What the task requires »
The complete listing should be restated word for word.

Data to use »
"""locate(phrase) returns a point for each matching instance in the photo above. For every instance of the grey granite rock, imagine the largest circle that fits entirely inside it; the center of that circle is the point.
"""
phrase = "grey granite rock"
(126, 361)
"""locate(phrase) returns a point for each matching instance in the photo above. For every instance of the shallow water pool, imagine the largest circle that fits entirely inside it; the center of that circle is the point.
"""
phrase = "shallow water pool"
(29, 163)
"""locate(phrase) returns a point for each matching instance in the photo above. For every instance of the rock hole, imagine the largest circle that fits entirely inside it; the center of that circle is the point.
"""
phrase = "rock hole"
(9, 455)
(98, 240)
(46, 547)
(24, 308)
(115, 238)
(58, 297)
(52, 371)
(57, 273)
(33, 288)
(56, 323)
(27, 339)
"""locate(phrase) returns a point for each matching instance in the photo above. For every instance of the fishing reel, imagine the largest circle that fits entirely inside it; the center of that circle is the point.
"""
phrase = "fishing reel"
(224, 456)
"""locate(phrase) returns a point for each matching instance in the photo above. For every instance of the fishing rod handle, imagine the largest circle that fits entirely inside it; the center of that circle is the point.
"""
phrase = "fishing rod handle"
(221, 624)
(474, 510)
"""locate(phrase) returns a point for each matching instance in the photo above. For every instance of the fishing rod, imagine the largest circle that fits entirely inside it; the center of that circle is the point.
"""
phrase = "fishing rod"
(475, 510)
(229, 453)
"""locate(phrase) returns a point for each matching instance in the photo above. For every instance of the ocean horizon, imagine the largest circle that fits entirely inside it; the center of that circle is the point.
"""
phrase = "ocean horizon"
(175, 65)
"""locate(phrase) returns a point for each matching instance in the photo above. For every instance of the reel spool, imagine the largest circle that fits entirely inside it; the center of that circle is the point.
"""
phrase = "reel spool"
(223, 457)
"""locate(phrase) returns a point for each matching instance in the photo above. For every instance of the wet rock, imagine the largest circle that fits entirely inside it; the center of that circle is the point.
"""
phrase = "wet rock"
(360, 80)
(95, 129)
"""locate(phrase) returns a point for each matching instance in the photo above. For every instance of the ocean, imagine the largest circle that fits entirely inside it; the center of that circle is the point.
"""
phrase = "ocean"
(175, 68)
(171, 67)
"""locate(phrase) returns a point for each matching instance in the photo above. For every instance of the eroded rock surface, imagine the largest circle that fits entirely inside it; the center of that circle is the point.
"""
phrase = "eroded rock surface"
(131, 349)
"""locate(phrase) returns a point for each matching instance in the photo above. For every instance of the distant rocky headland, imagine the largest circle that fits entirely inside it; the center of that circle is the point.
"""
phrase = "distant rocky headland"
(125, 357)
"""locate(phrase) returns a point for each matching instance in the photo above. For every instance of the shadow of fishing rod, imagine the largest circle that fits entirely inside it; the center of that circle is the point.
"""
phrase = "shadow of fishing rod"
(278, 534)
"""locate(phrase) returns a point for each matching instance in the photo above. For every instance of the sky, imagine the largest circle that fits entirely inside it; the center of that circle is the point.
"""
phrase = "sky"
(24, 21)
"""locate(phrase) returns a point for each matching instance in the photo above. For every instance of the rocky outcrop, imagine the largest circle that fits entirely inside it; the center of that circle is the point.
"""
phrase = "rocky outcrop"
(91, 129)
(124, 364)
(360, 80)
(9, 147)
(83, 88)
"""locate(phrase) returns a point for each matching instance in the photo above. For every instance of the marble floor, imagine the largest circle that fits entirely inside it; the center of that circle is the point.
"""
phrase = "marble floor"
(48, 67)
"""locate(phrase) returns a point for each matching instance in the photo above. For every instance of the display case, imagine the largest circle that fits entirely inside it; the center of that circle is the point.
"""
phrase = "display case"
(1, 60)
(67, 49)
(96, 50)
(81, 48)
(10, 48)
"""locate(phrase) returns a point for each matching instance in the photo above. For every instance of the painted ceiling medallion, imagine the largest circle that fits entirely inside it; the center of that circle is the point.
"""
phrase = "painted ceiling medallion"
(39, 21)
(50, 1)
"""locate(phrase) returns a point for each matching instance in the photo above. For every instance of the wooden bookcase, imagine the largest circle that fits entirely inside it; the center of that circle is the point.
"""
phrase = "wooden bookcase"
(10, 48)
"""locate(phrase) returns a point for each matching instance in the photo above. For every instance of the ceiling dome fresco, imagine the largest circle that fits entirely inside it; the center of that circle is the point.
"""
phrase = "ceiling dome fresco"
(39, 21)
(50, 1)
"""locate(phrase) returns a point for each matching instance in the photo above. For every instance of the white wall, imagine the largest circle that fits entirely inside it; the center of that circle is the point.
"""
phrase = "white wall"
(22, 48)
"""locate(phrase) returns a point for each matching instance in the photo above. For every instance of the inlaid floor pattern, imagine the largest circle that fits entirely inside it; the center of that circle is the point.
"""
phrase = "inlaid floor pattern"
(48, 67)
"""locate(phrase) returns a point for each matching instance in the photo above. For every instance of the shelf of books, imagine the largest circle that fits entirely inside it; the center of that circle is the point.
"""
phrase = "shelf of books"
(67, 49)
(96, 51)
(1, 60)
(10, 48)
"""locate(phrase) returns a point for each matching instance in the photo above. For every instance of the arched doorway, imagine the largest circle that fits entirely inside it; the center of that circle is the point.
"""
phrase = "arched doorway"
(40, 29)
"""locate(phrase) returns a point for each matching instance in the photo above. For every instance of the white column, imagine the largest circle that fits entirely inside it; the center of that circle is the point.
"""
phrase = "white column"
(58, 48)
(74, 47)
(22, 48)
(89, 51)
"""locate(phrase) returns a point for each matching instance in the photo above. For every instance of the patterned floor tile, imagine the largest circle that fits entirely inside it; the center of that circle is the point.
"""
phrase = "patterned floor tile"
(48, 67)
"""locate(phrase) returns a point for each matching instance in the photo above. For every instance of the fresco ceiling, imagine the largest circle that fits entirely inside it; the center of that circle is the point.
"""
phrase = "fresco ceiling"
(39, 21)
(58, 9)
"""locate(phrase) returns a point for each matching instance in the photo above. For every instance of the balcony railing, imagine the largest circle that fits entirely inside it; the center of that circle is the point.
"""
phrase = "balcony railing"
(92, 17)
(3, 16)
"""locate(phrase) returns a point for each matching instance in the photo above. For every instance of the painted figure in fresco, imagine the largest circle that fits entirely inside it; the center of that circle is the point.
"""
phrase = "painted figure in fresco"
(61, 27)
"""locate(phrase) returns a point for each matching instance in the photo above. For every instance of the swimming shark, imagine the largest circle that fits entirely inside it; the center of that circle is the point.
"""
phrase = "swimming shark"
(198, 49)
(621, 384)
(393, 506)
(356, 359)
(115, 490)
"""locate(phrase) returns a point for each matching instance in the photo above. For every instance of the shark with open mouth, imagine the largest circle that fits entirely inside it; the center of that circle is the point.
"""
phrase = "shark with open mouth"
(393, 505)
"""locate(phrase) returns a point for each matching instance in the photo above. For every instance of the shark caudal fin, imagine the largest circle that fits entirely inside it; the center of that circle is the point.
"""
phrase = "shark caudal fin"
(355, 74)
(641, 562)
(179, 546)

Output of the exercise »
"""locate(phrase) returns a point for each matching instance in the photo above. For every instance of the grey granite rock, imagine the largest circle that fits entirely inside it; the center of that circle is the point.
"""
phrase = "grey granite rock"
(126, 361)
"""locate(phrase) returns a point for each matching instance in the photo above. For every instance of the shallow water pool, imagine the largest circle that fits entirely inside it; the center of that circle is the point.
"""
phrase = "shallow water pool"
(29, 163)
"""locate(phrase) returns a point for each matching instance in the photo above. For every instance of the rock hole, imagine the largest circle that fits entirely inside it; the center of that circle is the point.
"""
phrase = "rock hole"
(9, 455)
(98, 240)
(46, 547)
(24, 308)
(115, 238)
(58, 297)
(52, 371)
(57, 273)
(33, 288)
(56, 323)
(27, 339)
"""locate(phrase) returns a point for each matching instance in the photo above. For every instance of the fishing reel, imagine the largest circle that fits entirely inside it; the center of that circle is the point.
"""
phrase = "fishing reel"
(224, 456)
"""locate(phrase) returns a point for each matching instance in the photo above. For every instance of the fishing rod handle, imagine the largest circle that fits entirely inside it; the center of that circle is the point.
"""
phrase = "fishing rod handle"
(221, 624)
(474, 510)
"""locate(phrase) returns a point for each matching instance in the photo above. For every instance of the fishing rod, imagine the largest circle that fits entirely inside it; the center of that circle is the point.
"""
phrase = "fishing rod"
(475, 510)
(229, 453)
"""locate(phrase) returns a point for each matching instance in the photo above. For every instance of the ocean horizon, imagine the largest circle that fits entirely inside it; the center of that circle is the point.
"""
phrase = "ocean horizon"
(175, 65)
"""locate(phrase) returns a point for each matching instance in the photo above. For every instance of the reel spool, imagine the largest circle that fits entirely inside it; the center of that circle is the point.
"""
phrase = "reel spool"
(223, 457)
"""locate(phrase) returns a point for each matching instance in the photo above. For every instance of the wet rock, imagine the largest circle that fits entirely inside it; the center of that circle is the point.
"""
phrase = "wet rock"
(360, 80)
(95, 129)
"""locate(phrase) returns a point for each matching instance in the photo above. For every instance of the ocean, imagine the largest circle that fits entirely inside it; the center of that circle is the point.
"""
phrase = "ocean"
(175, 68)
(171, 67)
"""locate(phrase) returns a point for each matching instance in the photo above. For every instance of the eroded rock surface, imagine the largest circle that fits entirely inside it; the center of that circle is the point.
"""
phrase = "eroded rock surface"
(131, 349)
"""locate(phrase) returns a point for each matching instance in the photo above. For every instance of the distant rocky headland, imagine the largest circle that fits entirely inside it; the center of that circle is the point.
"""
phrase = "distant rocky headland"
(125, 357)
"""locate(phrase) returns a point for each matching instance in the photo above. For every instance of the shadow of fishing rod, imagine the largest circle that fits entirely inside it; the center of that circle is the point.
"""
phrase = "shadow of fishing rod"
(278, 534)
"""locate(phrase) returns a point for each matching instance in the photo above. For every instance of the sky, imagine the largest circle that fits entirely inside it; the center of that circle is the point.
"""
phrase = "sky"
(24, 21)
"""locate(phrase) returns a point for each matching instance in the photo above. For every instance of the rocky outcrop, imagine the largest circle that fits entirely inside it; the center of that circle is the point.
"""
phrase = "rocky outcrop"
(91, 129)
(124, 364)
(360, 80)
(9, 147)
(83, 88)
"""locate(phrase) returns a point for each matching instance in the photo above. For every instance of the marble floor, imagine the largest circle that fits entirely inside it; the center of that circle is the point.
"""
phrase = "marble floor"
(48, 67)
"""locate(phrase) returns a point for each matching instance in the photo above. For every instance of the display case, imagine the largest circle that fits entirely inside it; the center of that circle is the point.
"""
phrase = "display case"
(1, 60)
(67, 49)
(96, 50)
(81, 48)
(10, 48)
"""locate(phrase) returns a point for each matching instance in the photo above. For every instance of the painted ceiling medallion, imagine the largest circle that fits entirely inside it; the center of that circle is the point.
"""
phrase = "painted ceiling medallion"
(39, 21)
(50, 1)
"""locate(phrase) returns a point for each matching instance in the photo above. For every instance of the wooden bookcase, imagine the largest circle that fits entirely inside it; the center of that circle is the point.
"""
phrase = "wooden bookcase"
(10, 48)
"""locate(phrase) returns a point for each matching instance in the photo above. For every instance of the ceiling dome fresco, imagine the largest circle that fits entirely inside it; the center of that circle is the point.
"""
phrase = "ceiling dome fresco"
(39, 21)
(50, 1)
"""locate(phrase) returns a point for each matching instance in the photo above. For every instance of the white wall, imagine the largest circle that fits entirely inside it; the center of that circle is the point.
"""
phrase = "white wall"
(22, 48)
"""locate(phrase) returns a point for each matching instance in the photo above. For every instance of the inlaid floor pattern, imagine the largest circle that fits entirely inside it; the center of that circle is the point.
"""
phrase = "inlaid floor pattern"
(48, 67)
"""locate(phrase) returns a point for each matching instance in the photo above. For every instance of the shelf of books, imagine the largest circle that fits entirely inside it; the center of that circle is the point.
"""
phrase = "shelf of books"
(67, 49)
(96, 51)
(1, 60)
(10, 48)
"""locate(phrase) returns a point for each matching instance in the photo above. For every instance of the arched doorway, imagine the largest circle that fits entirely inside it; the center of that circle is the point.
"""
phrase = "arched doorway"
(40, 29)
"""locate(phrase) returns a point for each matching instance in the photo above. For every instance of the white column, imagine the largest circle that fits entirely inside it; the center of that circle is the point.
"""
phrase = "white column"
(58, 48)
(74, 47)
(22, 48)
(89, 51)
"""locate(phrase) returns a point for each matching instance in the photo above. For every instance of the patterned floor tile, imagine the largest circle that fits entirely inside it; the center of that circle is the point.
"""
phrase = "patterned floor tile"
(48, 67)
"""locate(phrase) returns a point for each matching instance in the photo above. For every instance of the fresco ceiling, imagine the largest circle that fits entirely inside it; the center of that circle is the point.
"""
phrase = "fresco ceiling"
(39, 21)
(58, 9)
"""locate(phrase) returns a point for each matching instance in the photo above. For every instance of the balcony railing, imagine the largest circle that fits entirely inside it; the center of that circle is the point.
"""
phrase = "balcony railing"
(92, 17)
(3, 16)
"""locate(phrase) returns a point for each matching instance in the photo above. For every instance of the painted figure in fresco, imagine the largest circle that fits entirely inside it; the center of that circle is the point.
"""
phrase = "painted figure in fresco"
(61, 27)
"""locate(phrase) returns a point for each matching instance in the photo above. For every instance of the swimming shark, imagine the largest circle that fits entirely inside it; the center of that circle is the point.
"""
phrase = "swimming shark"
(198, 49)
(621, 384)
(393, 506)
(356, 359)
(115, 490)
"""locate(phrase) returns a point for each matching instance in the photo above. For every instance of the shark with open mouth, imagine the largest circle that fits entirely inside it; the center of that circle is the point.
"""
phrase = "shark with open mouth"
(393, 505)
"""locate(phrase) returns a point for each matching instance in the photo above. For every instance of the shark caudal fin, imagine the largest circle that fits entirely inside it; the center of that circle is the point.
"""
phrase = "shark caudal fin"
(355, 74)
(641, 562)
(179, 546)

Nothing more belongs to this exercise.